• [Reading passage]
[start]

Last post 9/28/2009 4:28 PM by jwatte. 2 replies.
  • 9/28/2009 3:54 PM

    how professionals delimit networkstream data?

    I wanted to know an effiecient way to delimit the data I am sending in network streams while maintaining the smallest possible size of the message.  I am sending back to back messages and need a way to separate them.

    Also I have a feeling someone is going to say, use the length/size of message to split them, which I have no problem doing it if is the best and most effiencient way.  And if size is the best way, what is the best size to send excluding headers.  please give answer in bytes.
  • 9/28/2009 4:28 PM In reply to

    Re: how professionals delimit networkstream data?

    The most efficient delimiter is no delimiter, use fixed width fields in a fixed order, then parse them back apart the same way.

    Is this for the XBox?  If yes, then it will be using UDP which is a packet based protocol, no need for a header with the length of the packet.

    If this is for Windows, then it could be TCP or UDP.  TCP is a streaming protocol, so you would need a header with the length stored so that you will know where the end of the packet is.  The size in bytes to use for the length depends on how big your packets will be., if your packets are always going to be smaller than 256 bytes in length, then use a single byte, if they are going to be from zero to 65536 bytes in length, use two bytes, if it is going to be longer use three or four bytes.

    It really depends on what you are doing, and how you are doing it, there is no right or wrong answer here, do what works for your game.
  • 9/28/2009 4:28 PM In reply to

    Re: how professionals delimit networkstream data?

[end]

• [Material shown]
[start]

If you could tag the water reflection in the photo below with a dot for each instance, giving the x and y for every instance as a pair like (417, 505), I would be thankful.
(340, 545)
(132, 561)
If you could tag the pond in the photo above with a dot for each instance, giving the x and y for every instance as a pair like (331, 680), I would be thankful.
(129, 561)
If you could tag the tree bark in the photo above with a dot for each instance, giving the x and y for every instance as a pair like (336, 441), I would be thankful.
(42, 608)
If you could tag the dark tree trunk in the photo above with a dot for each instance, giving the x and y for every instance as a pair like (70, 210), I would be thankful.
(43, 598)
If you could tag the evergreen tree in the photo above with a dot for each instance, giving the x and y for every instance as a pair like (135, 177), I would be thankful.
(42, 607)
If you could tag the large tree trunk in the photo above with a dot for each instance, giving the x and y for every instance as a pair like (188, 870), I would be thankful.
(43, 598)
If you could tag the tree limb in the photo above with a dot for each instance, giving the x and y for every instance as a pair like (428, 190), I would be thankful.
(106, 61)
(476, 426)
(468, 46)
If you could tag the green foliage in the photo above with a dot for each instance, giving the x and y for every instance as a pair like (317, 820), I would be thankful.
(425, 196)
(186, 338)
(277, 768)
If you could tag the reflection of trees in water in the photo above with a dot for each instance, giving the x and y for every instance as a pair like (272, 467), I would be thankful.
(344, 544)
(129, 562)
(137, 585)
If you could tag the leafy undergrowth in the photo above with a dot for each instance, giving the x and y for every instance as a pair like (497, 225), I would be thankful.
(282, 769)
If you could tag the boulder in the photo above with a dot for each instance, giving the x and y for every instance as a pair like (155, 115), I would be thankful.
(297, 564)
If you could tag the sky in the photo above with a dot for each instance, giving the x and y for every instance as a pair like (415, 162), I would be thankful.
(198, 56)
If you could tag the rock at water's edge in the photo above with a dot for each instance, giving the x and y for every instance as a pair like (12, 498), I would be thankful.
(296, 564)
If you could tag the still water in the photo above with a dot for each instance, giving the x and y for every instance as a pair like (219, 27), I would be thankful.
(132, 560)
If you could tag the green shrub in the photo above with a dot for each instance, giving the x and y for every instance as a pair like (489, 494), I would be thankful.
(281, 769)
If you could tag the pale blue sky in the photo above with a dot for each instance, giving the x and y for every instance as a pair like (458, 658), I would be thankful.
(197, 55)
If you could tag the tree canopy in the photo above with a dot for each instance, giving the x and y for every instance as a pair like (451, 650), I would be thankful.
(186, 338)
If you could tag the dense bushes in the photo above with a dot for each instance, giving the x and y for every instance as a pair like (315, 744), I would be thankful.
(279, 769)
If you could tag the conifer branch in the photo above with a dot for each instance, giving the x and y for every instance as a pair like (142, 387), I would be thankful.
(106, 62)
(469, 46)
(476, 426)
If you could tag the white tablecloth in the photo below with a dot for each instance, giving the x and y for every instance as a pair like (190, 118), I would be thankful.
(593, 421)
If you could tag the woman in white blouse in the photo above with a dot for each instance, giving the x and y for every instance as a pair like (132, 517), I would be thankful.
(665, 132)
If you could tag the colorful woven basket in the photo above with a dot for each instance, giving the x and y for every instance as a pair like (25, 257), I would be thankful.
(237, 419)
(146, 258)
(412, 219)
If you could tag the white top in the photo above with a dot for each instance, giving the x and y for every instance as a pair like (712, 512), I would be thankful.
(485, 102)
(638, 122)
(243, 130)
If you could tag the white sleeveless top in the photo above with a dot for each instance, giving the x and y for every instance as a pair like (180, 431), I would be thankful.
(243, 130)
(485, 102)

[end]

• [Written exercise A]
Summarize the forum thread on delimiting network stream data in two sentences.
• [Written exercise B]
Answer these questions from the forum thread on delimiting network stream data, one per line:
(i) What does the reply call the most efficient delimiter?
(ii) Which protocol does the reply say will be used if this is for the Xbox?
(iii) How many bytes does the reply say to use for the length if packets are always smaller than 256 bytes?
• [Written exercise C]
Continue the forum thread on delimiting network stream data, picking up after its last line.
The material is separate from the forum thread on delimiting network stream data.

• [Task result A]
A poster asks for an efficient way to separate back-to-back messages in a network stream while keeping each message as small as possible, and asks what size in bytes to use if length is the best method. A reply says fixed-width fields in a fixed order need no delimiter at all, and that UDP on the Xbox needs no length header but TCP does, with a length field whose size depends on how big the packets will be.

• [Task result B]
(i) No delimiter
(ii) UDP
(iii) A single byte

• [Task result C]
    There are two ways to delimit:

    1) size/data
    2) implicit length

    The implicit length can be used if you know how long each message will be, based on the first byte or two of the message. For example, if you identify message types with a byte, then you can read a single byte, and then dispatch to a handler based on that value. The handler would know how to read the data for the message. Each data type within the message (string, blob, etc) would have to be perfectly delimited or length-prefixed, though, or you wouldn't know where a string ended, for example.

    In general, it's easier to deal with data where you already know you've read the right amount, so even if it's less efficient, size/data is often used. To encode integers, especially for size, I often use a "continuation bit" method. I store 7 bits in each byte, and if I haven't stored enough bits yet, I set the high bit, and store another 7 bits in the next byte. Repeat as needed :-) (For signed numbers, you also want to store the sign bit in the second-highest bit of the first byte for negative numbers, but sizes are never signed.)